* EXCERPT *
===

The Company sold 6,750,000 shares of its common stock in an initial public offering on April 13, 2004 for net proceeds of approximately $125.4 million. The Company used the proceeds to pay down indebtedness. In addition, in May 2004 the underwriters exercised a portion of their over allotment option, which resulted in the issuance of 524,200 additional shares for net proceeds of approximately $9.8 million. Additionally, in 2004, 1.3 million common stock warrants were exercised, which resulted in proceeds of $12.9 million. In October 2004, ARLP received proceeds of approximately $9.4 million from the exercise of warrants for a total of 629,345 operating partnership units. In the first six months of 2005, 0.3 million common stock warrants were exercised, which resulted in proceeds of $4.2 million. As of June 30, 2005 the Company had 16,879,241 shares of common stock outstanding.
The Company is organized and conducts its operations to qualify as a real estate investment trust (“REIT”) and to comply with the provisions of the Internal Revenue Code of 1986, as amended with respect thereto. A REIT is generally not subject to federal income tax on that portion of its REIT taxable income (“Taxable Income”) which is distributed to its stockholders, provided that at least 90% of Taxable Income is distributed and provided that certain other requirements are met. Certain assets of the Company that produce non-qualifying income may be held in taxable REIT subsidiaries. Unlike other subsidiaries of a REIT, the income of a taxable REIT subsidiary is subject to federal and state income taxes. As the taxable REIT subsidiaries of the Company have had minimal activity since their inception, the Company has determined that no provision for income taxes is necessary at this time.

===

* DATASET ROWS *
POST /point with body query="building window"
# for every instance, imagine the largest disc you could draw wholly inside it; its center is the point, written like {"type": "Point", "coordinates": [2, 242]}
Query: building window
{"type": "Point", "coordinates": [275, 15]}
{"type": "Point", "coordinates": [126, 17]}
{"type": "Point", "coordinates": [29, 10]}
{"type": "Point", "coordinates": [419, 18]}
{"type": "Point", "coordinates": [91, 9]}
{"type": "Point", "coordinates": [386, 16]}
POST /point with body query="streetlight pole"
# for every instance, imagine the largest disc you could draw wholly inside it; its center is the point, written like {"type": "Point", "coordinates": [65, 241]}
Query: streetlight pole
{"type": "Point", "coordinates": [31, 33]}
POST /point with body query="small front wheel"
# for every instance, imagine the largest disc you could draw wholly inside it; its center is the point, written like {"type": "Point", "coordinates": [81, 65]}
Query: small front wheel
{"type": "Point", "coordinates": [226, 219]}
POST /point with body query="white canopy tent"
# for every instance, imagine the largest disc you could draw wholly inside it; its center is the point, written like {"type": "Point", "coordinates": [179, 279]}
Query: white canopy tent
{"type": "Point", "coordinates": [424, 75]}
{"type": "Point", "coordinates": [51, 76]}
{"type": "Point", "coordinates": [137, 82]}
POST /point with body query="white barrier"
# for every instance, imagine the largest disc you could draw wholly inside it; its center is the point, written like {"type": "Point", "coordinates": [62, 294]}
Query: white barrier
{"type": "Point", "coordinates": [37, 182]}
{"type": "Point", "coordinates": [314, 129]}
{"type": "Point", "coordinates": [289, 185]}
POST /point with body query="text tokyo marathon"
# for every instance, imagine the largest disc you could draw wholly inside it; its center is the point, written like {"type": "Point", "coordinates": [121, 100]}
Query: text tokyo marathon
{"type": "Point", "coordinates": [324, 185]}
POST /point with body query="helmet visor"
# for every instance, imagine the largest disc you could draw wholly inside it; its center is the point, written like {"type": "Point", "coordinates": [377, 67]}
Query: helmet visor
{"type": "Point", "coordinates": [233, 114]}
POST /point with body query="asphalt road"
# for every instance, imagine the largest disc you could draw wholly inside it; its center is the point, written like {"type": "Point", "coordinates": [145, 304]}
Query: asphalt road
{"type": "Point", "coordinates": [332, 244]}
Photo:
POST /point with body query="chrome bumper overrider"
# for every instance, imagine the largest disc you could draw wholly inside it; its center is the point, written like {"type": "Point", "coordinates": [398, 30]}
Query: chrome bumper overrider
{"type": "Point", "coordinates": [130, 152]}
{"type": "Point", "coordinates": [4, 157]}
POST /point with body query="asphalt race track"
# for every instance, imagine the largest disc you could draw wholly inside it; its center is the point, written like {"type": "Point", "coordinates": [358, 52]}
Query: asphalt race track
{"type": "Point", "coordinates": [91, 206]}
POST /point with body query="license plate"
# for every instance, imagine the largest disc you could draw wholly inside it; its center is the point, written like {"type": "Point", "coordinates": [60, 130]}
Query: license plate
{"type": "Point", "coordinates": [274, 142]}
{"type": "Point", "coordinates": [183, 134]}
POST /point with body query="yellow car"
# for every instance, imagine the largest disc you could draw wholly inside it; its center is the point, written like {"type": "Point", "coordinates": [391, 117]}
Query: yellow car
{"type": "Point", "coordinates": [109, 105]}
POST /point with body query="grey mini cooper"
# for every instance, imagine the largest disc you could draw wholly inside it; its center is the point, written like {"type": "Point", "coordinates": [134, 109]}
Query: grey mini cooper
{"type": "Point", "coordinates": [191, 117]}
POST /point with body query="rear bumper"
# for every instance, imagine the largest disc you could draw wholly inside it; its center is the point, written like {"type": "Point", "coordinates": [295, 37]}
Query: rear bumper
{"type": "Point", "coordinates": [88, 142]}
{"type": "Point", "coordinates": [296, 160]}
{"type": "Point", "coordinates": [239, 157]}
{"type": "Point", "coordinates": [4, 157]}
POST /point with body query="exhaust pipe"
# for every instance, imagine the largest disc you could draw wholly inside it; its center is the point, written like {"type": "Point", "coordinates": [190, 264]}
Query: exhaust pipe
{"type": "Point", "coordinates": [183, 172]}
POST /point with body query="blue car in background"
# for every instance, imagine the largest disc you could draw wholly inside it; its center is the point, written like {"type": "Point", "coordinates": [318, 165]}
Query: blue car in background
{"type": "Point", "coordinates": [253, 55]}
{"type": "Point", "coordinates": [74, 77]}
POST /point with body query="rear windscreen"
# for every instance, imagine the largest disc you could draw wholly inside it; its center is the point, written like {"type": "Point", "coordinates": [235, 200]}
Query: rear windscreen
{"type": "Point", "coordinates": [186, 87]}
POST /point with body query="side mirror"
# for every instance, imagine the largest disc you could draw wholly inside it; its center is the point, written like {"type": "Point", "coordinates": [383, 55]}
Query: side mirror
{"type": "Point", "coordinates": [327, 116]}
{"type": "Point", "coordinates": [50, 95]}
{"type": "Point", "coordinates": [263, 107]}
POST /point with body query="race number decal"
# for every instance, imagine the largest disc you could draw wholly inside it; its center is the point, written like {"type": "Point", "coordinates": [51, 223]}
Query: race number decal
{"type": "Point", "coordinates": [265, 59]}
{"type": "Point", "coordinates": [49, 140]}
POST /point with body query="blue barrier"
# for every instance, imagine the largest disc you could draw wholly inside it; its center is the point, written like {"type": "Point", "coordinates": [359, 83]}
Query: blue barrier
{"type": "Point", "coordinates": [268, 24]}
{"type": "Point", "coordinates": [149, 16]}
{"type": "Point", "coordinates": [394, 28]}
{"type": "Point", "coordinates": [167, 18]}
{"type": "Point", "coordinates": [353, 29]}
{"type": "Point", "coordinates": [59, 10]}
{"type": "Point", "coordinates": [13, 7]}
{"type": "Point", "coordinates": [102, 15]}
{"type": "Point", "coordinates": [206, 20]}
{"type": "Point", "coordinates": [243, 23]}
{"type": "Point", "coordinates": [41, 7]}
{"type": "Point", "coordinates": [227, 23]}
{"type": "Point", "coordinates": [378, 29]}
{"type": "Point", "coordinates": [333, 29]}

===

* OBJECTIVE 1 *
According to the excerpt on the Company's stock issuance and REIT status, how many shares of common stock did the Company have outstanding as of June 30, 2005?
* OBJECTIVE 2 *
In the excerpt on the Company's stock issuance and REIT status, reproduce the passage starting at "The Company sold" and ending at "common stock outstanding.", substituting "options" for "warrants".
* OBJECTIVE 3 *
Extend the excerpt on the Company's stock issuance and REIT status, beginning after its final sentence.

* TASK ANSWER 1 *
16,879,241 shares

* TASK ANSWER 2 *
The Company sold 6,750,000 shares of its common stock in an initial public offering on April 13, 2004 for net proceeds of approximately $125.4 million. The Company used the proceeds to pay down indebtedness. In addition, in May 2004 the underwriters exercised a portion of their over allotment option, which resulted in the issuance of 524,200 additional shares for net proceeds of approximately $9.8 million. Additionally, in 2004, 1.3 million common stock options were exercised, which resulted in proceeds of $12.9 million. In October 2004, ARLP received proceeds of approximately $9.4 million from the exercise of options for a total of 629,345 operating partnership units. In the first six months of 2005, 0.3 million common stock options were exercised, which resulted in proceeds of $4.2 million. As of June 30, 2005 the Company had 16,879,241 shares of common stock outstanding.

* TASK ANSWER 3 *
The accompanying unaudited consolidated interim financial statements have been prepared in accordance with accounting principles generally accepted in the United States for interim financial statements and with the instructions to Form 10-Q and Rule 10-01 of Regulation S-X. Accordingly, they do not include all of the information and footnotes required by accounting principles generally accepted in the United States for complete financial statements, although management believes that the disclosures presented herein are adequate to make the accompanying unaudited consolidated interim financial statements presented not misleading. The accompanying unaudited consolidated interim financial statements should be read in conjunction with the audited consolidated annual financial statements and the related Management’s Discussion and Analysis of Financial Condition and Results of Operations included in the Company’s Annual Report on Form 10-K for the year ended December 31, 2004. In the opinion of management, all adjustments (consisting only of normal recurring accruals) considered necessary for a fair presentation have been included. The results of operations for the three and six months ended June 30, 2005 are not necessarily indicative of results that may be expected for the entire year ending December 31, 2005.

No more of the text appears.